**Aim of the task:** Give back every line of the data below exactly.

Data for processing section start

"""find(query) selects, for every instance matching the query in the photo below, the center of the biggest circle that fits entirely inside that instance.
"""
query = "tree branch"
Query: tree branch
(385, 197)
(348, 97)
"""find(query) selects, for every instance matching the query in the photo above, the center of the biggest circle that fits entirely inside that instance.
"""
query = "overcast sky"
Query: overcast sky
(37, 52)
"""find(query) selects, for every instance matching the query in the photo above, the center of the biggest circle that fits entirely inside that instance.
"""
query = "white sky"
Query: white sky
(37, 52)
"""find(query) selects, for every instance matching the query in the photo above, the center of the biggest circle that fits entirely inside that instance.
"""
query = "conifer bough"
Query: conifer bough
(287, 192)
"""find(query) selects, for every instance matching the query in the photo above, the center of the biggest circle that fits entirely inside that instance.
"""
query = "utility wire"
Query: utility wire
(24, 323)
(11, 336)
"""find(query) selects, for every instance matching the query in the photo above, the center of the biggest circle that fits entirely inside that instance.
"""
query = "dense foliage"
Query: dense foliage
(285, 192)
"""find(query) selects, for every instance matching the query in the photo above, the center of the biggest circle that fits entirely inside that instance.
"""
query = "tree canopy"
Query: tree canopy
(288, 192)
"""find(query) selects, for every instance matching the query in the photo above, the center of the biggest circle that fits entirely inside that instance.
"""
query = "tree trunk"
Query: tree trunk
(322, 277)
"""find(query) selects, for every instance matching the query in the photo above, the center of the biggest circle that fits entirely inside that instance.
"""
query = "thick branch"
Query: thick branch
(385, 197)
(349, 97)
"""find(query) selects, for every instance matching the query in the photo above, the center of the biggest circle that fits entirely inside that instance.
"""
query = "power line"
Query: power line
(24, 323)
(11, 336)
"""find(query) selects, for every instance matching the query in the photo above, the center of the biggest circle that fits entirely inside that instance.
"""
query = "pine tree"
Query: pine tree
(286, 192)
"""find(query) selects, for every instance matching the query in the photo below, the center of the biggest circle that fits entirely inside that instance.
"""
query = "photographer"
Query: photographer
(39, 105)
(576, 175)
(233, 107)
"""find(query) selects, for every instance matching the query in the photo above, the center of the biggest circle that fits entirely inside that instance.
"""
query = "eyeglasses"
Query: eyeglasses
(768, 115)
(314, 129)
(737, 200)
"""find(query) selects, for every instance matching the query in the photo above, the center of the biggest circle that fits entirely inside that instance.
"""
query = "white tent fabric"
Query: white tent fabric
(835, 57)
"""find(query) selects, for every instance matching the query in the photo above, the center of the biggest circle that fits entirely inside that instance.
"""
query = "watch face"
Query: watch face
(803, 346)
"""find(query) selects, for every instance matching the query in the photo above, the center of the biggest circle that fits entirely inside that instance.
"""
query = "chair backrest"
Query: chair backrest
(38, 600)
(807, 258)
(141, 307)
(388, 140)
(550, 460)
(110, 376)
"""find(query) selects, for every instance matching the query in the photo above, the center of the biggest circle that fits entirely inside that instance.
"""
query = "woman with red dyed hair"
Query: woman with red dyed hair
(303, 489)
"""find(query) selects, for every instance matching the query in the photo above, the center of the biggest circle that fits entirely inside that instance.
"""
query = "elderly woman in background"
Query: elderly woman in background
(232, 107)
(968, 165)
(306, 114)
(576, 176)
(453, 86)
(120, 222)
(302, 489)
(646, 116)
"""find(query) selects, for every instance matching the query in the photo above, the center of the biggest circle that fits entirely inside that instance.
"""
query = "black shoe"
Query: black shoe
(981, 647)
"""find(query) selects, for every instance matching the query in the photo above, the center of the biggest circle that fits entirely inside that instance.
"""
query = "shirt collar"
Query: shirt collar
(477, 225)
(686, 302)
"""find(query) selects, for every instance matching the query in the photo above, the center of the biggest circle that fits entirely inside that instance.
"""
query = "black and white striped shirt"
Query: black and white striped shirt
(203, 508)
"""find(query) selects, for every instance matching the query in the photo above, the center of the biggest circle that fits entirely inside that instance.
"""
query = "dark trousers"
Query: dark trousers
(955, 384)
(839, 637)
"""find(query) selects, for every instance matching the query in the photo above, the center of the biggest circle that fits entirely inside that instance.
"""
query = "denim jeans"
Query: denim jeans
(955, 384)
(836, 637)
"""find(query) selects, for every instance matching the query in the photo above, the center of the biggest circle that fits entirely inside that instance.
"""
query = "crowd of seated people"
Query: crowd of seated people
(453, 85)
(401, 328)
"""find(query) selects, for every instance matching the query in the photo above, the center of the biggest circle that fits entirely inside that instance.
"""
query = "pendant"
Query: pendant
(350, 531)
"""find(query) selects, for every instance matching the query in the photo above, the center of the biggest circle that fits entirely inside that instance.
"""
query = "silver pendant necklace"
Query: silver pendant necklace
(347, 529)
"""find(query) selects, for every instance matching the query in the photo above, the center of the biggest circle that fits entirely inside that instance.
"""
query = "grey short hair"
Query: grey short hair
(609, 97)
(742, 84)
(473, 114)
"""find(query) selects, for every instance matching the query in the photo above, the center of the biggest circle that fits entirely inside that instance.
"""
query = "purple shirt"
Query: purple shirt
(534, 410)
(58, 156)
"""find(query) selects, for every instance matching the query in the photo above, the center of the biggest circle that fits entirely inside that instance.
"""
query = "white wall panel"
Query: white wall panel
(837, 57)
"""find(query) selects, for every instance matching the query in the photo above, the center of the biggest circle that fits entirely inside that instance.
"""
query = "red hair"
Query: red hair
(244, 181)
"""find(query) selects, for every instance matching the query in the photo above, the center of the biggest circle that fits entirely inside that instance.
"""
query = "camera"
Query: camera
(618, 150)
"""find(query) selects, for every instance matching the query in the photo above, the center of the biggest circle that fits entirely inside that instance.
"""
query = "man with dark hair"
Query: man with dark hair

Data for processing section end

**Reply to the task:**
"""find(query) selects, for every instance matching the query in the photo below, the center of the biggest circle that fits entirely inside that instance.
"""
query = "tree branch"
Query: tree branch
(385, 197)
(348, 97)
"""find(query) selects, for every instance matching the query in the photo above, the center of the biggest circle that fits entirely inside that instance.
"""
query = "overcast sky"
Query: overcast sky
(37, 52)
"""find(query) selects, for every instance matching the query in the photo above, the center of the biggest circle that fits entirely inside that instance.
"""
query = "white sky"
Query: white sky
(37, 52)
"""find(query) selects, for every instance matching the query in the photo above, the center of the biggest circle that fits entirely inside that instance.
"""
query = "conifer bough"
Query: conifer bough
(287, 192)
"""find(query) selects, for every instance matching the query in the photo above, the center of the biggest circle that fits entirely inside that instance.
"""
query = "utility wire"
Query: utility wire
(24, 323)
(11, 336)
"""find(query) selects, for every instance matching the query in the photo above, the center of the biggest circle that fits entirely inside that instance.
"""
query = "dense foliage"
Query: dense foliage
(285, 192)
"""find(query) selects, for every instance matching the query in the photo above, the center of the biggest circle that fits entirely inside that instance.
"""
query = "tree canopy"
Query: tree canopy
(288, 192)
"""find(query) selects, for every instance matching the query in the photo above, the center of the biggest circle that fits entirely inside that instance.
"""
query = "tree trunk"
Query: tree trunk
(322, 277)
"""find(query) selects, for every instance matching the query in the photo above, the center of the biggest circle that fits entirely inside that instance.
"""
query = "thick branch"
Query: thick branch
(385, 197)
(349, 97)
"""find(query) selects, for every instance matching the query in the photo above, the center of the biggest circle that fits entirely inside that instance.
"""
query = "power line"
Query: power line
(24, 323)
(11, 336)
"""find(query) selects, for every instance matching the query in the photo above, the center of the biggest circle that fits entirely inside that instance.
"""
query = "pine tree"
Query: pine tree
(286, 192)
"""find(query) selects, for every instance matching the query in the photo below, the center of the biggest circle that fits entirely inside that instance.
"""
query = "photographer"
Query: photographer
(39, 105)
(576, 175)
(233, 107)
"""find(query) selects, for every instance matching the query in the photo above, the center of the biggest circle that fits entirely inside that instance.
"""
query = "eyeglasses"
Query: eyeglasses
(768, 115)
(314, 129)
(737, 200)
"""find(query) selects, for every instance matching the query in the photo above, the center of the biggest circle that fits entirely inside that instance.
"""
query = "white tent fabric"
Query: white tent fabric
(835, 57)
"""find(query) selects, for every instance matching the query in the photo above, the center of the biggest circle that fits entirely inside that instance.
"""
query = "watch face"
Query: watch face
(803, 346)
"""find(query) selects, for every instance matching the query in the photo above, the center of the biggest circle that fits entirely inside that instance.
"""
query = "chair backrest"
Query: chair backrest
(38, 600)
(807, 258)
(141, 307)
(388, 140)
(550, 460)
(110, 376)
"""find(query) selects, for every instance matching the query in the photo above, the center of the biggest circle that fits entirely inside that instance.
"""
query = "woman with red dyed hair"
Query: woman with red dyed hair
(303, 489)
"""find(query) selects, for every instance matching the query in the photo above, the center of the biggest circle that fits entirely inside that instance.
"""
query = "elderly woman in background"
Query: elderly woman in background
(232, 107)
(968, 165)
(306, 114)
(576, 176)
(453, 86)
(120, 222)
(302, 489)
(646, 116)
"""find(query) selects, for every instance matching the query in the photo above, the center of the biggest circle that fits entirely inside that instance.
"""
query = "black shoe"
Query: black shoe
(981, 647)
"""find(query) selects, for every instance matching the query in the photo above, the center of the biggest circle that fits entirely inside that instance.
"""
query = "shirt collar"
Query: shirt collar
(477, 225)
(686, 302)
"""find(query) selects, for every instance matching the query in the photo above, the center of the biggest circle that fits entirely inside that instance.
"""
query = "black and white striped shirt"
Query: black and white striped shirt
(203, 508)
"""find(query) selects, for every instance matching the query in the photo above, the center of the biggest circle that fits entirely inside that instance.
"""
query = "dark trousers"
Query: dark trousers
(955, 384)
(839, 637)
"""find(query) selects, for every instance matching the query in the photo above, the center of the biggest circle that fits entirely inside that instance.
"""
query = "denim jeans"
Query: denim jeans
(955, 384)
(836, 637)
"""find(query) selects, for every instance matching the query in the photo above, the center of the biggest circle that fits entirely inside that instance.
"""
query = "crowd of seated people"
Query: crowd of seated people
(453, 85)
(401, 328)
"""find(query) selects, for every instance matching the query in the photo above, the center of the biggest circle that fits entirely inside that instance.
"""
query = "pendant"
Query: pendant
(350, 531)
"""find(query) selects, for every instance matching the query in the photo above, the center of the biggest circle that fits entirely inside that instance.
"""
query = "silver pendant necklace"
Query: silver pendant necklace
(347, 529)
"""find(query) selects, for every instance matching the query in the photo above, the center of the biggest circle that fits entirely inside that instance.
"""
query = "grey short hair"
Query: grey short hair
(609, 97)
(742, 84)
(473, 114)
"""find(query) selects, for every instance matching the query in the photo above, the center of the biggest circle that fits entirely inside that instance.
"""
query = "purple shirt"
Query: purple shirt
(534, 410)
(58, 156)
"""find(query) selects, for every instance matching the query in the photo above, the center of the biggest circle that fits entirely inside that instance.
"""
query = "white wall panel"
Query: white wall panel
(837, 57)
"""find(query) selects, for every instance matching the query in the photo above, the center of the biggest circle that fits entirely inside that instance.
"""
query = "red hair"
Query: red hair
(244, 181)
"""find(query) selects, for every instance matching the query in the photo above, the center of the biggest circle that fits entirely inside that instance.
"""
query = "camera"
Query: camera
(618, 150)
"""find(query) selects, for every instance matching the query in the photo above, the center of the biggest circle that fits entirely inside that instance.
"""
query = "man with dark hair"
Query: man with dark hair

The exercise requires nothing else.